*** Opening Data provided ***

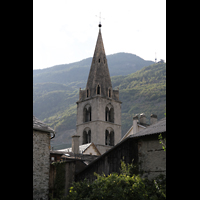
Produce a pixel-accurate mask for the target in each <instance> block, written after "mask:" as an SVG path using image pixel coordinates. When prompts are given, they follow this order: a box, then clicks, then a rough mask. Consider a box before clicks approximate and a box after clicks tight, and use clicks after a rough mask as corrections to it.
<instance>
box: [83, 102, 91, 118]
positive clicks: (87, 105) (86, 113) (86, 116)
mask: <svg viewBox="0 0 200 200" xmlns="http://www.w3.org/2000/svg"><path fill="white" fill-rule="evenodd" d="M89 121H91V106H90V105H86V106H85V107H84V109H83V122H89Z"/></svg>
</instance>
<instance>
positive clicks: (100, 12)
mask: <svg viewBox="0 0 200 200" xmlns="http://www.w3.org/2000/svg"><path fill="white" fill-rule="evenodd" d="M96 17H98V16H97V15H96ZM102 19H105V18H102ZM101 26H102V25H101V12H100V13H99V27H100V28H101Z"/></svg>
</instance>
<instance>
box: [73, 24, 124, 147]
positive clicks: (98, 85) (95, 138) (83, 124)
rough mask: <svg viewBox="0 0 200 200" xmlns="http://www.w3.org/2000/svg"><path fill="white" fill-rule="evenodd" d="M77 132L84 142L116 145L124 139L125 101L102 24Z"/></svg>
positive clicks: (86, 87) (104, 144) (94, 143)
mask: <svg viewBox="0 0 200 200" xmlns="http://www.w3.org/2000/svg"><path fill="white" fill-rule="evenodd" d="M76 103H77V123H76V134H77V135H79V136H80V141H79V142H80V145H82V144H86V143H90V142H93V143H94V144H95V145H102V146H110V147H111V146H114V145H116V144H117V143H118V142H119V141H120V139H121V103H122V102H121V101H119V90H113V88H112V83H111V79H110V73H109V69H108V63H107V59H106V54H105V50H104V45H103V40H102V35H101V24H99V34H98V38H97V42H96V47H95V51H94V56H93V59H92V63H91V67H90V72H89V76H88V80H87V85H86V88H85V90H81V89H80V91H79V100H78V101H77V102H76Z"/></svg>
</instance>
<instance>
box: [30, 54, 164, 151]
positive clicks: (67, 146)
mask: <svg viewBox="0 0 200 200" xmlns="http://www.w3.org/2000/svg"><path fill="white" fill-rule="evenodd" d="M134 56H135V55H134ZM121 65H123V66H124V65H126V63H124V64H123V63H121ZM52 68H54V67H52ZM111 68H112V67H111ZM141 68H142V69H140V70H138V71H136V72H134V73H130V74H128V75H117V76H112V77H111V80H112V86H113V89H116V88H117V87H119V95H120V96H119V98H120V101H122V136H123V135H124V134H125V133H126V132H127V131H128V129H129V128H130V127H131V126H132V117H133V115H135V114H136V113H138V114H140V113H142V112H144V113H145V114H146V116H147V122H149V118H150V114H151V113H154V114H157V115H158V120H159V119H161V118H163V117H164V113H165V112H166V111H165V107H166V63H158V64H151V65H149V66H147V67H141ZM50 69H51V68H50ZM50 69H49V68H48V69H46V70H47V71H48V70H50ZM127 69H128V68H127ZM51 70H52V69H51ZM60 70H61V69H60ZM85 70H86V69H85ZM109 70H110V65H109ZM34 71H35V70H34ZM58 71H59V70H58ZM86 71H87V70H86ZM110 71H111V70H110ZM116 71H117V70H116ZM127 71H128V70H127ZM54 72H55V69H54ZM54 72H51V73H52V75H51V76H53V75H54ZM45 73H47V72H40V73H36V75H35V76H36V77H37V78H38V76H39V74H40V76H41V78H42V77H45V75H44V74H45ZM48 73H50V72H48ZM56 73H57V72H56ZM116 73H120V72H116ZM127 73H128V72H127ZM42 74H43V75H42ZM88 74H89V69H88V71H87V76H88ZM35 76H34V79H35ZM37 78H36V79H35V80H39V79H37ZM42 79H43V78H42ZM43 81H44V80H43ZM86 81H87V78H86V79H85V80H81V79H79V80H73V81H72V82H68V83H67V82H66V81H65V84H64V83H59V81H58V82H53V80H52V82H45V81H44V82H41V83H39V82H38V83H34V85H33V114H34V115H35V116H36V117H38V118H39V119H40V120H42V121H44V122H45V123H47V124H48V125H50V126H51V127H52V128H54V129H56V137H55V138H54V139H53V140H52V141H51V145H52V146H56V145H61V146H60V148H64V147H68V146H70V145H71V136H72V135H73V134H75V129H76V101H78V98H79V97H78V93H79V88H80V87H81V88H85V85H86ZM35 82H37V81H35Z"/></svg>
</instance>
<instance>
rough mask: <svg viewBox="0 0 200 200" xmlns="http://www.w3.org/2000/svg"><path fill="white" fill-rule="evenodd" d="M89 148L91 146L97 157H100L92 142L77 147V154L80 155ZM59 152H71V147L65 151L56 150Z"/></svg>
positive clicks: (68, 148)
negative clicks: (90, 142)
mask: <svg viewBox="0 0 200 200" xmlns="http://www.w3.org/2000/svg"><path fill="white" fill-rule="evenodd" d="M90 146H93V148H94V149H95V151H96V153H97V154H98V155H101V153H100V152H99V150H98V148H97V147H96V145H95V144H94V143H93V142H92V143H87V144H83V145H79V152H80V153H84V152H85V151H86V150H87V149H88V148H89V147H90ZM57 151H60V152H62V151H63V152H72V147H69V148H66V149H60V150H57Z"/></svg>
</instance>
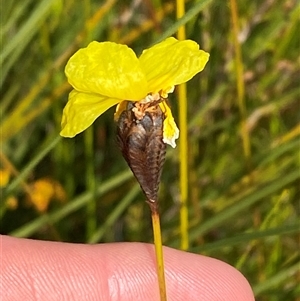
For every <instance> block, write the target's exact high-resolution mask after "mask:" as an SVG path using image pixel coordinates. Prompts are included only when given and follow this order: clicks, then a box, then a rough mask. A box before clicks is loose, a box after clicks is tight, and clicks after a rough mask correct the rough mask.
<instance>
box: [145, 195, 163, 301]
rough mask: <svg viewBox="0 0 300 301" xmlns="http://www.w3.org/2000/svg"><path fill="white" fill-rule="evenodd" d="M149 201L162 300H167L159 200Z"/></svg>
mask: <svg viewBox="0 0 300 301" xmlns="http://www.w3.org/2000/svg"><path fill="white" fill-rule="evenodd" d="M148 203H149V205H150V208H151V218H152V228H153V235H154V245H155V255H156V266H157V276H158V285H159V294H160V301H167V292H166V279H165V268H164V256H163V249H162V239H161V228H160V218H159V211H158V204H157V202H151V201H149V202H148Z"/></svg>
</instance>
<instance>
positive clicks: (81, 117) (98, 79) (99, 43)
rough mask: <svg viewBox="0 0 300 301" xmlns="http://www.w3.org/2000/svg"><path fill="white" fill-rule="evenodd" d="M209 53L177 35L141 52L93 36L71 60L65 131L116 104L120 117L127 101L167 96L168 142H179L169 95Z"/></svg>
mask: <svg viewBox="0 0 300 301" xmlns="http://www.w3.org/2000/svg"><path fill="white" fill-rule="evenodd" d="M208 58H209V54H208V53H206V52H204V51H203V50H200V49H199V45H198V44H197V43H196V42H194V41H191V40H185V41H178V40H177V39H175V38H172V37H171V38H168V39H166V40H165V41H163V42H161V43H159V44H156V45H154V46H153V47H151V48H149V49H146V50H144V51H143V53H142V54H141V56H140V57H139V58H137V56H136V54H135V53H134V52H133V50H132V49H130V48H128V47H127V46H126V45H121V44H116V43H113V42H102V43H99V42H95V41H94V42H91V43H90V44H89V45H88V46H87V48H83V49H80V50H78V51H77V52H76V53H75V54H74V55H73V56H72V57H71V58H70V60H69V61H68V63H67V66H66V69H65V73H66V75H67V78H68V81H69V83H70V84H71V85H72V86H73V88H74V90H72V91H71V93H70V95H69V101H68V103H67V105H66V106H65V108H64V111H63V117H62V123H61V124H62V131H61V133H60V134H61V135H62V136H64V137H74V136H75V135H77V134H78V133H80V132H82V131H84V130H85V129H86V128H88V127H89V126H90V125H91V124H92V123H93V122H94V121H95V119H96V118H98V117H99V116H100V115H101V114H102V113H103V112H105V111H106V110H107V109H109V108H110V107H112V106H114V105H116V104H119V105H118V106H117V111H116V114H115V118H116V119H117V118H118V117H119V116H120V114H121V112H122V111H123V110H124V107H125V104H126V101H142V102H152V101H154V100H158V99H161V100H162V101H161V102H160V104H159V105H160V108H161V109H162V111H163V112H164V115H165V120H164V127H163V133H164V134H163V135H164V142H165V143H168V144H170V145H172V146H173V147H175V146H176V144H175V139H177V138H178V136H179V130H178V128H177V126H176V124H175V121H174V118H173V116H172V113H171V110H170V108H169V106H168V104H167V103H166V101H165V100H166V98H167V97H168V93H171V92H173V90H174V86H175V85H178V84H181V83H184V82H186V81H188V80H190V79H191V78H192V77H193V76H194V75H195V74H197V73H198V72H200V71H201V70H203V68H204V66H205V64H206V63H207V61H208ZM124 101H125V102H124Z"/></svg>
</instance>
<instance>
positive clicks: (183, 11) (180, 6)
mask: <svg viewBox="0 0 300 301" xmlns="http://www.w3.org/2000/svg"><path fill="white" fill-rule="evenodd" d="M184 13H185V8H184V1H183V0H177V19H179V18H181V17H182V16H183V15H184ZM177 37H178V39H179V40H184V39H185V37H186V35H185V27H184V25H183V26H180V27H179V28H178V34H177ZM178 97H179V128H180V143H179V156H180V167H179V169H180V202H181V206H180V233H181V244H180V247H181V249H182V250H187V249H188V248H189V237H188V210H187V198H188V141H187V134H188V133H187V98H186V84H185V83H184V84H181V85H179V86H178Z"/></svg>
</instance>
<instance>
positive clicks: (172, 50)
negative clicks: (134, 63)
mask: <svg viewBox="0 0 300 301" xmlns="http://www.w3.org/2000/svg"><path fill="white" fill-rule="evenodd" d="M208 58H209V54H208V53H207V52H205V51H203V50H199V45H198V44H197V43H196V42H194V41H191V40H185V41H178V40H177V39H175V38H172V37H171V38H168V39H166V40H165V41H163V42H161V43H159V44H156V45H154V46H153V47H151V48H149V49H147V50H144V51H143V53H142V55H141V56H140V58H139V60H140V63H141V67H142V69H143V70H144V72H145V74H146V77H147V80H148V92H158V91H160V90H164V91H165V90H168V89H170V88H171V87H172V86H174V85H178V84H181V83H184V82H187V81H188V80H190V79H191V78H192V77H193V76H194V75H196V74H197V73H198V72H200V71H201V70H203V68H204V67H205V65H206V63H207V61H208Z"/></svg>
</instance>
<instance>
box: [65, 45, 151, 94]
mask: <svg viewBox="0 0 300 301" xmlns="http://www.w3.org/2000/svg"><path fill="white" fill-rule="evenodd" d="M65 73H66V75H67V77H68V81H69V83H70V84H71V85H72V86H73V87H74V88H75V89H76V90H78V91H81V92H87V93H97V94H101V95H103V96H106V97H110V98H119V99H122V100H123V99H128V100H140V99H142V98H144V97H145V96H146V94H147V81H146V78H145V75H144V73H143V71H142V69H141V67H140V63H139V60H138V59H137V57H136V55H135V53H134V52H133V50H132V49H130V48H128V47H127V46H126V45H121V44H116V43H113V42H103V43H99V42H95V41H94V42H91V43H90V44H89V45H88V46H87V48H83V49H80V50H78V51H77V52H76V53H75V54H74V55H73V56H72V57H71V58H70V59H69V61H68V63H67V65H66V68H65Z"/></svg>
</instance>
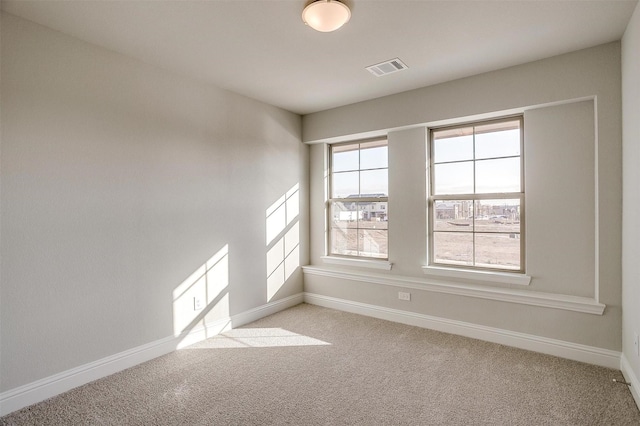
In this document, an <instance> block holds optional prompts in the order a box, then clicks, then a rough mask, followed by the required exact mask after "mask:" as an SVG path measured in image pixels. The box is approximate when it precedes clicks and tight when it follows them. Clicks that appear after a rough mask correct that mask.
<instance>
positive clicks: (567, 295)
mask: <svg viewBox="0 0 640 426" xmlns="http://www.w3.org/2000/svg"><path fill="white" fill-rule="evenodd" d="M302 271H303V273H304V274H305V275H319V276H324V277H329V278H337V279H343V280H350V281H359V282H363V283H365V284H378V285H387V286H392V287H398V288H401V289H405V291H406V289H415V290H421V291H427V292H434V293H443V294H452V295H456V296H466V297H473V298H478V299H487V300H494V301H499V302H506V303H516V304H522V305H530V306H538V307H543V308H551V309H560V310H565V311H574V312H582V313H586V314H592V315H602V314H603V313H604V310H605V308H606V305H604V304H602V303H600V302H598V301H597V300H595V299H593V298H590V297H581V296H572V295H567V294H555V293H543V292H537V291H531V290H525V289H512V288H499V287H489V286H486V285H473V284H460V283H451V282H446V281H442V280H435V279H431V278H416V277H405V276H397V275H391V274H376V273H374V272H363V271H345V270H333V269H325V268H322V267H317V266H303V267H302Z"/></svg>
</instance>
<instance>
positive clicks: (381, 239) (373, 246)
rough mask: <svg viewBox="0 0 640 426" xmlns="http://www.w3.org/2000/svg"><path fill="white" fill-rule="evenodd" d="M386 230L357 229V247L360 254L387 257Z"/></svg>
mask: <svg viewBox="0 0 640 426" xmlns="http://www.w3.org/2000/svg"><path fill="white" fill-rule="evenodd" d="M387 246H388V244H387V230H386V229H359V230H358V249H359V252H360V256H365V257H377V258H384V259H386V258H387Z"/></svg>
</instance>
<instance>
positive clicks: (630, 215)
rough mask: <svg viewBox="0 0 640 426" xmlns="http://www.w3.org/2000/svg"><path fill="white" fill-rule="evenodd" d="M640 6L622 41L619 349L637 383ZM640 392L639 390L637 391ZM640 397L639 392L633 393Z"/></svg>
mask: <svg viewBox="0 0 640 426" xmlns="http://www.w3.org/2000/svg"><path fill="white" fill-rule="evenodd" d="M638 52H640V6H636V10H635V12H634V14H633V17H632V18H631V21H630V22H629V26H628V27H627V30H626V32H625V35H624V38H623V39H622V123H623V134H622V151H623V154H624V155H623V159H624V160H623V163H622V169H623V197H624V198H623V200H624V202H623V209H622V235H623V237H622V253H623V255H622V308H623V316H622V350H623V355H624V357H625V358H626V359H627V361H628V362H629V364H630V366H631V368H632V369H633V372H634V374H635V377H636V379H637V380H640V357H638V356H637V355H636V353H635V350H634V347H633V333H640V56H639V55H638ZM637 392H640V390H637ZM636 396H640V393H636Z"/></svg>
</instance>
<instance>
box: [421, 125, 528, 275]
mask: <svg viewBox="0 0 640 426" xmlns="http://www.w3.org/2000/svg"><path fill="white" fill-rule="evenodd" d="M522 127H523V122H522V117H515V118H509V119H503V120H496V121H489V122H480V123H473V124H466V125H461V126H455V127H447V128H440V129H432V130H431V131H430V138H429V139H430V170H431V173H430V197H429V207H430V208H429V210H430V215H429V234H430V238H429V258H430V264H431V265H434V266H456V267H467V268H482V269H492V270H506V271H512V272H524V236H523V230H524V227H523V220H524V215H523V213H524V209H523V207H524V183H523V159H522V147H523V137H522Z"/></svg>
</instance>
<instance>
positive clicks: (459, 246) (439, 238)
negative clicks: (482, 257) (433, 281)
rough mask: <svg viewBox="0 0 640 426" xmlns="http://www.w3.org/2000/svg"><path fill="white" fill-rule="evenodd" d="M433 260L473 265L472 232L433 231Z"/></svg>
mask: <svg viewBox="0 0 640 426" xmlns="http://www.w3.org/2000/svg"><path fill="white" fill-rule="evenodd" d="M433 260H434V261H435V262H436V263H447V264H451V265H468V266H471V265H473V234H472V233H467V232H464V233H463V232H434V233H433Z"/></svg>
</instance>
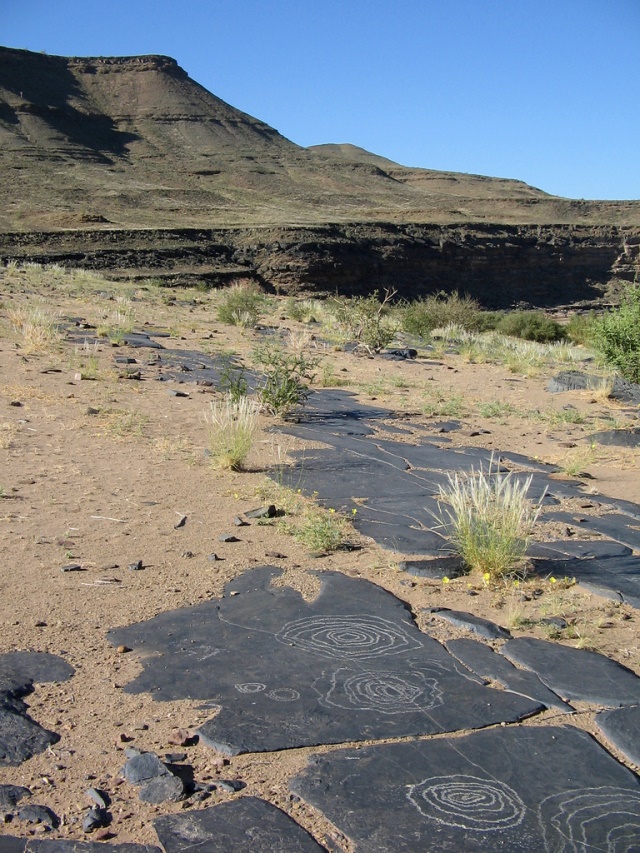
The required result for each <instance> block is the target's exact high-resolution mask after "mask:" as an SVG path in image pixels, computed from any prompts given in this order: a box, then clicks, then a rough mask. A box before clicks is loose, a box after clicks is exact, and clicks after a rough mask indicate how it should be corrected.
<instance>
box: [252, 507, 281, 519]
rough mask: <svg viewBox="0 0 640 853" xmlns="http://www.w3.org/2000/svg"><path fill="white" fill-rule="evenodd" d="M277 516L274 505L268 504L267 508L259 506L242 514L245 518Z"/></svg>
mask: <svg viewBox="0 0 640 853" xmlns="http://www.w3.org/2000/svg"><path fill="white" fill-rule="evenodd" d="M277 514H278V510H277V509H276V507H275V504H269V506H261V507H258V509H250V510H249V511H248V512H245V513H244V517H245V518H275V517H276V515H277Z"/></svg>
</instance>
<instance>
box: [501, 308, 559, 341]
mask: <svg viewBox="0 0 640 853" xmlns="http://www.w3.org/2000/svg"><path fill="white" fill-rule="evenodd" d="M496 329H497V331H499V332H501V333H502V334H503V335H509V336H510V337H512V338H522V339H523V340H525V341H535V342H536V343H539V344H547V343H552V342H553V341H562V340H564V339H565V338H566V337H567V331H566V329H565V327H564V326H561V325H560V323H558V322H556V321H555V320H553V319H552V318H551V317H547V316H546V314H544V313H543V312H542V311H509V312H508V313H506V314H503V315H502V317H500V319H499V321H498V323H497V324H496Z"/></svg>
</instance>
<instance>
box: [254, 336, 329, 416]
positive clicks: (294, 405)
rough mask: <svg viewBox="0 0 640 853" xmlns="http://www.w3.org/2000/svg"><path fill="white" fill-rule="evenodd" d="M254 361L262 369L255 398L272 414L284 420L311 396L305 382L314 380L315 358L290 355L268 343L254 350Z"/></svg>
mask: <svg viewBox="0 0 640 853" xmlns="http://www.w3.org/2000/svg"><path fill="white" fill-rule="evenodd" d="M254 360H255V361H256V363H257V364H258V365H259V366H260V368H261V370H262V380H261V387H260V389H259V391H258V397H259V399H260V401H261V403H262V404H263V405H264V406H265V407H266V408H267V409H268V410H269V411H270V412H271V413H272V414H274V415H278V416H280V417H285V416H286V415H287V414H289V412H290V411H291V409H293V408H295V407H296V406H300V405H302V404H303V403H304V402H305V400H306V399H307V397H308V396H309V394H310V389H309V385H308V383H309V382H312V381H313V379H314V375H315V374H314V371H315V369H316V367H317V366H318V359H317V358H309V357H308V356H306V355H304V354H301V353H298V354H296V353H289V352H286V351H285V350H283V349H282V348H281V347H279V346H277V345H275V344H273V343H268V344H264V345H263V346H261V347H258V348H257V349H256V350H255V352H254Z"/></svg>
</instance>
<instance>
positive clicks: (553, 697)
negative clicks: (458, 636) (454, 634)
mask: <svg viewBox="0 0 640 853" xmlns="http://www.w3.org/2000/svg"><path fill="white" fill-rule="evenodd" d="M446 646H447V650H448V651H449V652H451V654H452V655H454V657H456V658H458V660H459V661H460V662H461V663H463V664H464V665H465V666H466V667H468V668H469V669H470V670H471V671H472V672H475V674H476V675H479V676H481V677H483V678H490V679H491V680H492V681H497V682H498V684H502V686H503V687H504V688H506V689H507V690H511V691H512V692H513V693H519V694H520V695H521V696H528V697H529V698H530V699H534V700H535V701H536V702H542V703H543V704H544V705H546V707H547V708H553V709H554V710H558V711H564V712H565V713H571V712H572V711H573V708H572V707H571V705H569V704H567V703H566V702H563V701H562V699H561V698H560V697H559V696H558V695H556V694H555V693H554V692H553V691H552V690H549V688H548V687H545V685H544V684H543V683H542V682H541V681H540V679H539V678H538V676H537V675H535V674H534V673H533V672H529V671H527V670H523V669H518V667H516V666H514V665H513V664H512V663H509V661H508V660H505V658H504V657H502V656H501V655H499V654H496V653H495V652H494V651H493V650H492V649H491V648H489V646H486V645H485V644H484V643H479V642H478V641H477V640H449V641H448V642H447V643H446Z"/></svg>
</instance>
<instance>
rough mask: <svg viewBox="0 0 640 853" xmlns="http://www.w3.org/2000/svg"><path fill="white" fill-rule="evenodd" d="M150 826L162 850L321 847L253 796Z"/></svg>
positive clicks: (281, 814) (290, 821) (155, 821)
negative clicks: (253, 796)
mask: <svg viewBox="0 0 640 853" xmlns="http://www.w3.org/2000/svg"><path fill="white" fill-rule="evenodd" d="M153 825H154V828H155V830H156V832H157V833H158V838H159V839H160V843H161V844H162V846H163V847H164V849H165V851H166V853H183V851H187V850H189V851H192V850H202V851H205V850H207V851H208V850H220V851H231V850H237V851H247V853H276V851H277V853H280V851H281V853H316V851H321V850H323V849H324V848H322V847H320V845H319V844H317V843H316V841H314V839H313V838H312V837H311V836H310V835H309V833H308V832H307V831H306V830H304V829H303V828H302V827H301V826H300V825H299V824H297V823H296V822H295V821H294V820H292V819H291V818H290V817H289V816H288V815H287V814H285V813H284V812H283V811H281V810H280V809H278V808H276V807H275V806H272V805H271V804H270V803H267V802H265V800H260V799H258V798H257V797H241V798H240V799H237V800H233V801H231V802H228V803H221V804H220V805H218V806H213V807H212V808H208V809H203V810H202V811H197V812H191V813H188V814H181V815H169V816H167V817H161V818H158V819H157V820H154V822H153Z"/></svg>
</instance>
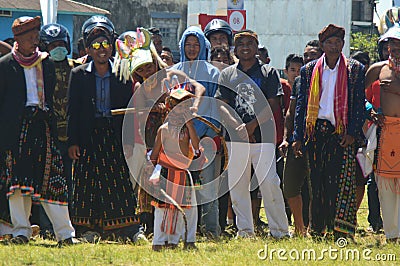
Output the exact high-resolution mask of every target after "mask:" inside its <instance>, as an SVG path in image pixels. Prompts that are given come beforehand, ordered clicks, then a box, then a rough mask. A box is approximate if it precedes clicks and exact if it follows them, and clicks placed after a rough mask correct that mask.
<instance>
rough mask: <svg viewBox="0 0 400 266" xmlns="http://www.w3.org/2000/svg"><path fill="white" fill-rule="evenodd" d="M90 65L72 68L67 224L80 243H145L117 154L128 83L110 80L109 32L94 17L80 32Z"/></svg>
mask: <svg viewBox="0 0 400 266" xmlns="http://www.w3.org/2000/svg"><path fill="white" fill-rule="evenodd" d="M82 32H83V37H84V43H85V46H86V48H87V51H88V54H89V56H91V57H92V59H93V60H92V61H91V62H89V63H87V64H84V65H81V66H79V67H77V68H74V69H73V70H72V73H71V77H70V82H69V95H68V147H69V149H68V152H69V156H70V157H71V159H73V160H75V163H74V178H73V179H74V192H73V199H72V208H71V210H72V211H71V220H72V222H73V224H74V225H75V226H76V228H77V232H78V234H79V235H80V236H81V237H86V239H87V240H88V241H90V242H93V241H95V240H96V237H100V236H101V238H102V239H107V238H108V239H112V240H116V239H122V240H124V241H126V240H128V239H130V240H132V241H136V240H137V239H145V238H144V235H142V231H141V227H140V225H139V223H138V219H137V217H136V214H135V209H136V198H135V195H134V193H133V189H132V186H131V184H130V181H129V170H128V167H127V164H126V162H125V159H124V155H123V151H122V119H123V117H122V116H116V117H112V116H111V110H112V109H118V108H124V107H126V106H127V105H128V102H129V99H130V98H131V96H132V83H131V82H127V83H123V82H121V81H119V80H118V79H117V78H116V77H115V76H114V75H113V74H112V71H111V70H112V62H111V60H110V58H111V54H112V42H113V34H114V26H113V25H112V23H111V21H109V20H108V19H107V18H105V17H101V16H94V17H91V18H90V19H89V20H87V21H86V22H85V23H84V25H83V28H82Z"/></svg>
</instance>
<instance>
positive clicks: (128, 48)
mask: <svg viewBox="0 0 400 266" xmlns="http://www.w3.org/2000/svg"><path fill="white" fill-rule="evenodd" d="M115 49H116V53H115V59H114V66H113V73H115V75H116V76H119V79H120V80H122V79H123V80H124V81H126V80H129V79H130V77H131V74H132V73H133V72H134V71H135V70H136V69H137V68H139V67H140V66H142V65H144V64H147V63H151V62H153V57H152V54H157V51H156V50H155V47H154V45H153V43H152V41H151V34H150V32H149V31H148V30H146V29H144V28H137V30H136V32H134V31H127V32H125V33H123V34H121V36H119V38H118V39H117V40H116V41H115ZM118 72H119V73H118Z"/></svg>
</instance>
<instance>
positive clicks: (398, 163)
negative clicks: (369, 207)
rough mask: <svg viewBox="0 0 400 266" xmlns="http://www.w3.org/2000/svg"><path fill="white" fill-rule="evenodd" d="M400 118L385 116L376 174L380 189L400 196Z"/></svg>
mask: <svg viewBox="0 0 400 266" xmlns="http://www.w3.org/2000/svg"><path fill="white" fill-rule="evenodd" d="M399 139H400V118H399V117H389V116H385V126H384V127H383V128H382V131H381V135H380V138H379V145H378V157H377V165H376V174H377V175H378V176H380V177H384V178H380V179H379V181H380V183H379V184H378V185H379V188H382V189H390V190H391V191H392V192H393V193H397V194H400V179H399V178H400V141H399Z"/></svg>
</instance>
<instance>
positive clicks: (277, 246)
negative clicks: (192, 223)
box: [0, 197, 400, 265]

*** Closing Data provided ***

### Directions
Match on "required": copy every line in the records that has it.

### Task response
In this document, an <instance> block holds optional prompts in the order a box, then clicks, then a rough mask, followed by the required exact mask after "mask:" as an SVG path measured in image pixels. The box is approximate when it precedes clicks and tight when it follows them. Clicks that appear after a rough mask correct that mask.
The required result for each <instance> block is the target's exact high-resolution mask after "mask:" as an SVG path in image pixels, computed from any prompts given in this order: a box, then clicks, then a rough mask. A box before clicks is loose, a box after clicks is exact, and clicks after a rough mask indicate how it should be corrected.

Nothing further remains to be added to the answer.